___ Dataset content ___

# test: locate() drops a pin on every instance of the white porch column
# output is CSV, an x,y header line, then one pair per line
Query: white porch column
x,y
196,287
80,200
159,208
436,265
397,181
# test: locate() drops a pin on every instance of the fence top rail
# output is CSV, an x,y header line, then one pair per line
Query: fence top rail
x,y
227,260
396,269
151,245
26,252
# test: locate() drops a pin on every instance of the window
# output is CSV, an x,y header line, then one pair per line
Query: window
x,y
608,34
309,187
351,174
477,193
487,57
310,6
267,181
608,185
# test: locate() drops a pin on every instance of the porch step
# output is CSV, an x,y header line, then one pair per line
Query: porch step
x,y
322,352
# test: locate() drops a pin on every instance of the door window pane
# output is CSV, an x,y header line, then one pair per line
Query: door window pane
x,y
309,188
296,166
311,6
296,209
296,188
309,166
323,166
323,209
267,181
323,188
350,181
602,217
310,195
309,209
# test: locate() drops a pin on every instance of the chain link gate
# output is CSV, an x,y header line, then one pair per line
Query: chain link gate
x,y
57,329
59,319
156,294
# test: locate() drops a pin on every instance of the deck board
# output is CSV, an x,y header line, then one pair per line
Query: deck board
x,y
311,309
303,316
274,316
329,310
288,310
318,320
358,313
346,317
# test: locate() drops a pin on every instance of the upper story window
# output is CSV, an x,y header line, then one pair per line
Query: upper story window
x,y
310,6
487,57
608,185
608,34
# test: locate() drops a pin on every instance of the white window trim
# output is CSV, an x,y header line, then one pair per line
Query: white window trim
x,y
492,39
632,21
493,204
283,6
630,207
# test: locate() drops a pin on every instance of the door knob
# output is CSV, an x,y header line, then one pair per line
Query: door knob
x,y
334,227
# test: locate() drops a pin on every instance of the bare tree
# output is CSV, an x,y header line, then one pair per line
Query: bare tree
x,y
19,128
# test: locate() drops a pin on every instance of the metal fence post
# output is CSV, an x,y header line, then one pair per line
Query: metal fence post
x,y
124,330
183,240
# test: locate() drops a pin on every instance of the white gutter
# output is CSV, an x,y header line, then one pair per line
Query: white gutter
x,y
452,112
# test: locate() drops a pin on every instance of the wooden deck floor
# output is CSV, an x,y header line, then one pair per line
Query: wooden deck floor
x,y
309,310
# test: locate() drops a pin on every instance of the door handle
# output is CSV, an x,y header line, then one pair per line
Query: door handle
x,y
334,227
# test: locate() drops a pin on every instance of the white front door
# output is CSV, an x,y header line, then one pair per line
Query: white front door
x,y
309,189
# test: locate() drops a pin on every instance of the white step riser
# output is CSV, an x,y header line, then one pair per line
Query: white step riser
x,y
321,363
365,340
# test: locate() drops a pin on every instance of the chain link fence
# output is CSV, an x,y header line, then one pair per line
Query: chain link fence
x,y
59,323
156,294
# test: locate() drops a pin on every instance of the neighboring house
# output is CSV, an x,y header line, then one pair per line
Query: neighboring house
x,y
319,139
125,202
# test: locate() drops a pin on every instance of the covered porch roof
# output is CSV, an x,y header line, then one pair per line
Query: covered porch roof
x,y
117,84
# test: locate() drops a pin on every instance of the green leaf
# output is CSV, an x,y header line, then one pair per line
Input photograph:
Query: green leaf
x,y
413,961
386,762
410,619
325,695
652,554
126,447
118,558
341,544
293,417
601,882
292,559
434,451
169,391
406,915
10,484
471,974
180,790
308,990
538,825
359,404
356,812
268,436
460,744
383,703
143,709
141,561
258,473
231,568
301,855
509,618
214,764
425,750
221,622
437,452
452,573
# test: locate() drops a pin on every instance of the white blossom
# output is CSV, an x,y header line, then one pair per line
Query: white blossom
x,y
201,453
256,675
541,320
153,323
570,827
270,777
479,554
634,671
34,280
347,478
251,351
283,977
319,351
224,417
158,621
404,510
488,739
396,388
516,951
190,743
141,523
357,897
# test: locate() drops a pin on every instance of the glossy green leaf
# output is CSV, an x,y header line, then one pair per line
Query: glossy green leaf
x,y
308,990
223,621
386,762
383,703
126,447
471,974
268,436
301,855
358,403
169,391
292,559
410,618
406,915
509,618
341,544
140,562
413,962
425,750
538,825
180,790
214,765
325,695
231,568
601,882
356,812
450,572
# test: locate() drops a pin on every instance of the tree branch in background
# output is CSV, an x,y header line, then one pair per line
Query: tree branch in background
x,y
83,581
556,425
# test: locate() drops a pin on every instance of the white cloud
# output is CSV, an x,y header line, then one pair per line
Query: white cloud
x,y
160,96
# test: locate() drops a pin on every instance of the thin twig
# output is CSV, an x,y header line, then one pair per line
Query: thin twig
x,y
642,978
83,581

___

**The task**
Every entry above should be returned exactly as written.

**Output for this task**
# test: locate() drops a pin on every instance of the white porch column
# output is CSV, an x,y header line, then one pair per line
Query: white porch column
x,y
196,287
80,200
159,208
436,265
397,181
# test: locate() drops a pin on every instance of the fence top rail
# output is CSV, an x,y header line, then one pair per line
Query: fence top rail
x,y
227,260
396,269
151,245
26,252
# test: locate() drops a pin on every instance of the window
# output is CSV, an x,y header line, then one pair per line
Query: window
x,y
608,34
309,187
351,174
477,193
487,57
310,6
267,181
608,185
# test: locate() drops a pin on every instance of the porch step
# output is CSV, an x,y header line, then one pair per line
Query: porch step
x,y
322,352
# test: locate() drops a pin on every instance of the door window pane
# output is CSV, an x,y header line, then one pair per line
Query: door window pane
x,y
309,188
296,166
311,6
296,209
296,188
309,166
323,166
323,209
267,181
323,188
350,181
602,217
310,195
309,209
# test: locate() drops a pin on every instance of the chain link gate
# output is CSV, an x,y header line, then one pair per line
Query: chain link gate
x,y
57,329
59,319
156,294
# test: locate() drops a pin on every instance of the deck board
# output is CSV, an x,y header line, then one pair per line
Query: deck board
x,y
311,309
303,316
274,316
329,310
288,310
318,320
358,313
346,317
# test: locate() drops a pin on every instance of the upper story window
# output is CSV, an x,y header line, then one pair per line
Query: upper story window
x,y
310,6
487,57
608,185
608,34
# test: locate() drops a pin on every instance of the white window trim
# output is CSV, an x,y header line, then one pair per line
Query: white window trim
x,y
492,39
632,21
493,204
283,6
630,207
# test: locate() drops a pin on every instance of the door knob
# output is CSV, an x,y header line, then one pair per line
Query: door knob
x,y
334,227
# test: locate() drops a pin on every instance of the bare tree
# output is CSV, an x,y header line, then one pair per line
Query: bare tree
x,y
19,128
# test: locate() drops a pin on every instance of the metal fence post
# output is CSV, an x,y header line, then one pair per line
Query: metal fence post
x,y
124,330
183,240
# test: locate() drops a pin on every instance of the white gutter
# output is CSV, an x,y header line, then one pair per line
Query: white gutter
x,y
452,112
# test: locate() drops a pin on every instance of the wooden deck floor
# output is CSV, an x,y header line, then one pair per line
Query: wooden deck floor
x,y
309,310
# test: locate() drops a pin on every instance of the door handle
# output is CSV, an x,y header line, then one pair per line
Query: door handle
x,y
334,227
# test: locate() drops a pin on every instance of the white front door
# output is CSV, an x,y header line, then one pair per line
Query: white front door
x,y
309,189
# test: locate() drops a pin on every instance of the white step riser
# output is CSV, an x,y header line, then one pair per line
Query: white step riser
x,y
321,363
365,340
# test: locate() drops a pin on every instance of the chain link fence
# output is CSV, an x,y header line, then one pair per line
Query: chain link fence
x,y
59,323
156,294
# test: locate() drops a pin on every instance of the neighboring house
# output is CSV, an x,y header line, then one pair per line
Query: neighboring house
x,y
319,139
125,202
# test: locate() drops a pin on every instance of the covered porch roof
# output is CSV, an x,y header line, then one pair per line
Query: covered porch roof
x,y
117,84
# test: locate() drops a pin on every instance of the green leaf
# output is CSV, an x,y header line, then one pair per line
Input photograph:
Query: green leaf
x,y
413,961
386,762
410,619
325,695
652,554
126,447
118,558
341,544
293,417
601,882
292,559
434,451
169,391
406,915
10,484
471,974
180,790
308,990
538,825
359,404
356,812
268,436
460,744
383,703
143,709
141,561
258,473
231,568
301,855
509,618
214,764
425,750
221,622
437,452
452,573
# test: locate() drops a pin on every instance of the white blossom
# output is CSV, an x,y header line, then one pair per line
Query: white blossom
x,y
201,453
256,675
541,320
153,323
570,827
270,777
479,554
634,671
34,280
347,478
251,351
283,977
319,351
224,417
158,621
404,510
488,739
396,388
516,951
190,743
141,523
357,897
# test: locate() drops a pin on every instance of the glossy green leaf
# output is CSV, an x,y header line, then one pair per line
Query: glossy green leaf
x,y
308,990
223,621
386,762
383,703
126,447
471,974
268,436
301,855
358,403
169,391
292,559
410,618
406,915
509,618
341,544
140,562
413,962
425,750
538,825
180,790
214,765
325,695
231,568
601,882
356,812
450,572
# test: locate() drops a pin on every instance of the tree branch in background
# output is CSV, an x,y header line, then one pair per line
Query: tree branch in background
x,y
83,581
556,425
# test: locate() drops a pin on every instance of the white cloud
# output is CSV, an x,y header line, then one pair per line
Query: white cloud
x,y
160,96
# test: locate() drops a pin on every instance of the thin twig
# output is CSV, an x,y header line, then one pair per line
Query: thin twig
x,y
642,978
83,581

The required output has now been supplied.